(Records from a dataset)
------------------------------------------------------------------------
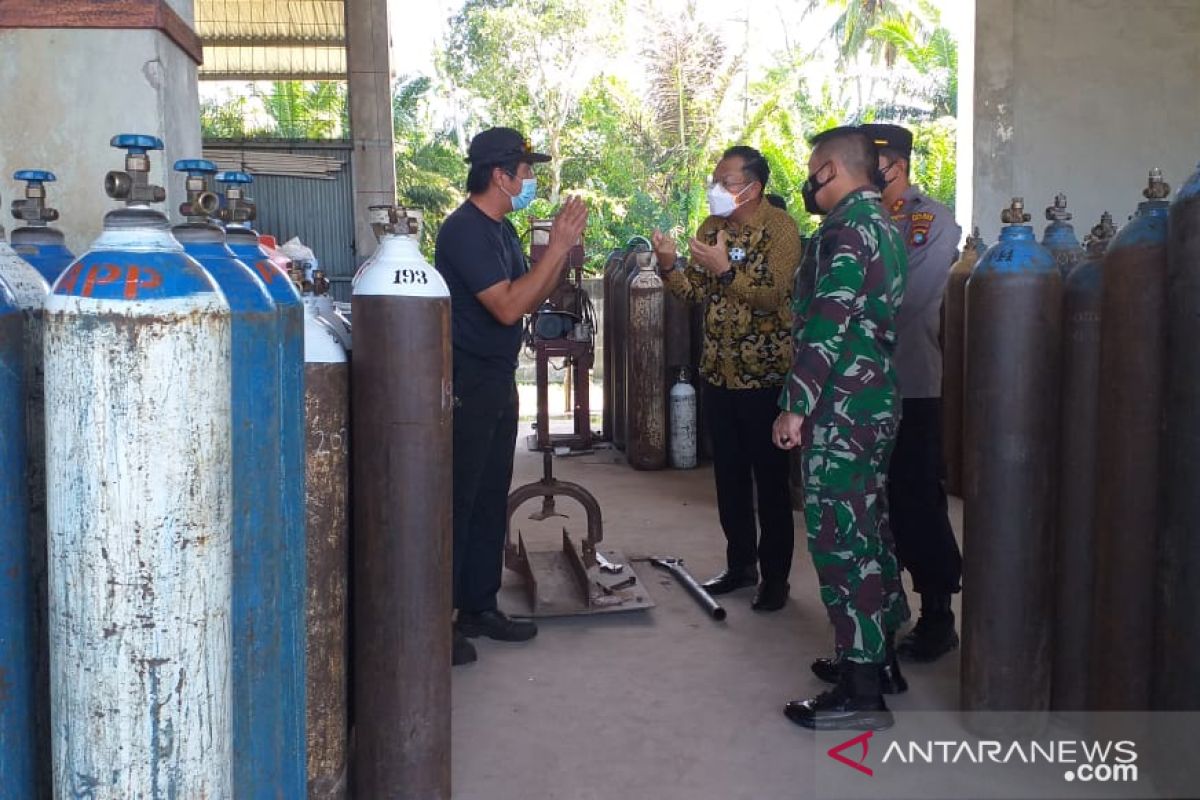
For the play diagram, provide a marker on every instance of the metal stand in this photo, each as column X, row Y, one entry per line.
column 582, row 356
column 573, row 579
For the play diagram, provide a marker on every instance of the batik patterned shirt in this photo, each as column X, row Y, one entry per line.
column 748, row 341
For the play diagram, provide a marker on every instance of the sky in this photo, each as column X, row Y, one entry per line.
column 417, row 30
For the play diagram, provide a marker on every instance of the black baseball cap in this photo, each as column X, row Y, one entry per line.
column 891, row 137
column 502, row 145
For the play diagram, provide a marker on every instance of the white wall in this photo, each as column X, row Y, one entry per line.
column 1085, row 97
column 66, row 92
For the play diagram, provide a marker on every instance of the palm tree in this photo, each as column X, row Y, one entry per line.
column 307, row 109
column 689, row 76
column 851, row 30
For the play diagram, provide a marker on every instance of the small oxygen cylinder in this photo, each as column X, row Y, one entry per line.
column 683, row 423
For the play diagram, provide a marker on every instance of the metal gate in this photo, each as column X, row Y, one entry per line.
column 303, row 190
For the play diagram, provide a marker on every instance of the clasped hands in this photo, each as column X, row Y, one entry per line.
column 714, row 258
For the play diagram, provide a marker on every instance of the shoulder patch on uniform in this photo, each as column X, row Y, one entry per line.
column 918, row 234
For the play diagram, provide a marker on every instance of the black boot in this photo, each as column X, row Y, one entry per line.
column 934, row 635
column 856, row 703
column 892, row 680
column 462, row 651
column 732, row 579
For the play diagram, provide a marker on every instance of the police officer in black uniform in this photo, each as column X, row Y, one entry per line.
column 917, row 505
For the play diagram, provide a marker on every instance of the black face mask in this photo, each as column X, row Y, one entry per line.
column 880, row 176
column 810, row 188
column 880, row 179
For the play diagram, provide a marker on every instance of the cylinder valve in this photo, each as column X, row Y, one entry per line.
column 202, row 202
column 33, row 209
column 133, row 185
column 238, row 208
column 1015, row 214
column 1059, row 212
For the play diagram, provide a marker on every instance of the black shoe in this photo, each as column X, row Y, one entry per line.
column 853, row 704
column 892, row 680
column 461, row 650
column 771, row 596
column 934, row 635
column 731, row 581
column 496, row 625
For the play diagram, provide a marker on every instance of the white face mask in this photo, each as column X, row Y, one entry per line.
column 720, row 202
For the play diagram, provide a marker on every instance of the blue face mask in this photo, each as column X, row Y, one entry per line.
column 528, row 192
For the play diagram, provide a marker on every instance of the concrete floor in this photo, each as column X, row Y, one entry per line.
column 661, row 704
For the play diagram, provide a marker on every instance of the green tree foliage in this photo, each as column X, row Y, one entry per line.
column 640, row 146
column 523, row 61
column 285, row 109
column 430, row 170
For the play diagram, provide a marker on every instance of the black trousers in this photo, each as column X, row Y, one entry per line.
column 485, row 431
column 744, row 459
column 917, row 506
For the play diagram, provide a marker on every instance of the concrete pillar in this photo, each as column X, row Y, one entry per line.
column 1081, row 96
column 67, row 91
column 373, row 164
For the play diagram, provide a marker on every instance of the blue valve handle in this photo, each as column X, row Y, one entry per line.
column 136, row 143
column 234, row 178
column 196, row 167
column 35, row 176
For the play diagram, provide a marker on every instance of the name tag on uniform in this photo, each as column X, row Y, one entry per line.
column 918, row 234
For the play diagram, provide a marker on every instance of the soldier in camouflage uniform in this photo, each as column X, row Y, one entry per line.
column 841, row 407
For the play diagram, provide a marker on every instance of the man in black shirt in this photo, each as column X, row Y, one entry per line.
column 491, row 289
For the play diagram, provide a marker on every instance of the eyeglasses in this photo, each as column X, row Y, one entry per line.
column 730, row 184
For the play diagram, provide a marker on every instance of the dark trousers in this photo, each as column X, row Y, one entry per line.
column 485, row 431
column 744, row 458
column 917, row 505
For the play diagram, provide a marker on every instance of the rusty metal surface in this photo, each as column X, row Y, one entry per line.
column 569, row 581
column 555, row 585
column 1131, row 404
column 327, row 421
column 647, row 414
column 18, row 699
column 953, row 361
column 703, row 434
column 547, row 488
column 1179, row 547
column 138, row 468
column 607, row 338
column 1014, row 326
column 619, row 306
column 1077, row 486
column 401, row 401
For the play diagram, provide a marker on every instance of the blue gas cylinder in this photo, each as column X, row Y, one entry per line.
column 36, row 241
column 17, row 701
column 1128, row 461
column 1060, row 236
column 276, row 672
column 139, row 500
column 1013, row 358
column 29, row 292
column 268, row 710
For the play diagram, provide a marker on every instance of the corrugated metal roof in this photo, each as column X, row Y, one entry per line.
column 319, row 211
column 285, row 40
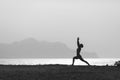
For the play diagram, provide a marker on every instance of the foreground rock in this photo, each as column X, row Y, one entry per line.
column 58, row 72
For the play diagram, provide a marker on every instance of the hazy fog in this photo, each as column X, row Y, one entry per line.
column 96, row 22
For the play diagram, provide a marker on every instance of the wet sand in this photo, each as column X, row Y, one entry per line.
column 58, row 72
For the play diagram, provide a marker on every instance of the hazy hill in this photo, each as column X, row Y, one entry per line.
column 31, row 48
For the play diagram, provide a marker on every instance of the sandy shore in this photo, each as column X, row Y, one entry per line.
column 58, row 72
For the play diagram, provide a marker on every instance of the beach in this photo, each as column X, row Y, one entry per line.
column 58, row 72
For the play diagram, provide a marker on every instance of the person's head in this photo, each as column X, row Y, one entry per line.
column 81, row 45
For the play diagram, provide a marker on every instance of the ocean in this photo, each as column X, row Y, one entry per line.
column 67, row 61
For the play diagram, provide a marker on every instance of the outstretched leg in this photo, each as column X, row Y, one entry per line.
column 84, row 60
column 74, row 59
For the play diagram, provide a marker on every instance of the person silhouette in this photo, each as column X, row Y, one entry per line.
column 78, row 56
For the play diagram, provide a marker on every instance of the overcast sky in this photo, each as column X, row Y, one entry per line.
column 96, row 22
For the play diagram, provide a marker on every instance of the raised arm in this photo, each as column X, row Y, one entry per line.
column 78, row 44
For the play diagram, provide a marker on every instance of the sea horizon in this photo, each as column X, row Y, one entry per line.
column 64, row 61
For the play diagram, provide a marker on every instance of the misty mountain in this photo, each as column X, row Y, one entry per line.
column 31, row 48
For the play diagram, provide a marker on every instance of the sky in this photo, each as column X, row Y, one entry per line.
column 96, row 22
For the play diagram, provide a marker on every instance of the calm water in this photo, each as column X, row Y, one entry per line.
column 97, row 61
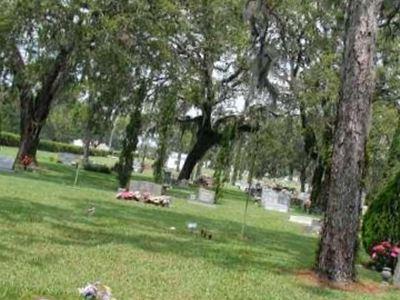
------------------------------------------------------------------------
Directions for this task> Express the items starting with the line containing "the black trousers" and going on through the line containing "column 917, row 506" as a two-column CSV with the columns text and answer. Give one row for each item, put each field in quotation marks, and turn line breaks into spaces.

Problem solution>
text,answer
"For the play diagram, provide a marker on every instance of the black trousers in this photo, each as column X, row Y, one entry per line.","column 485, row 431 column 744, row 459 column 917, row 506"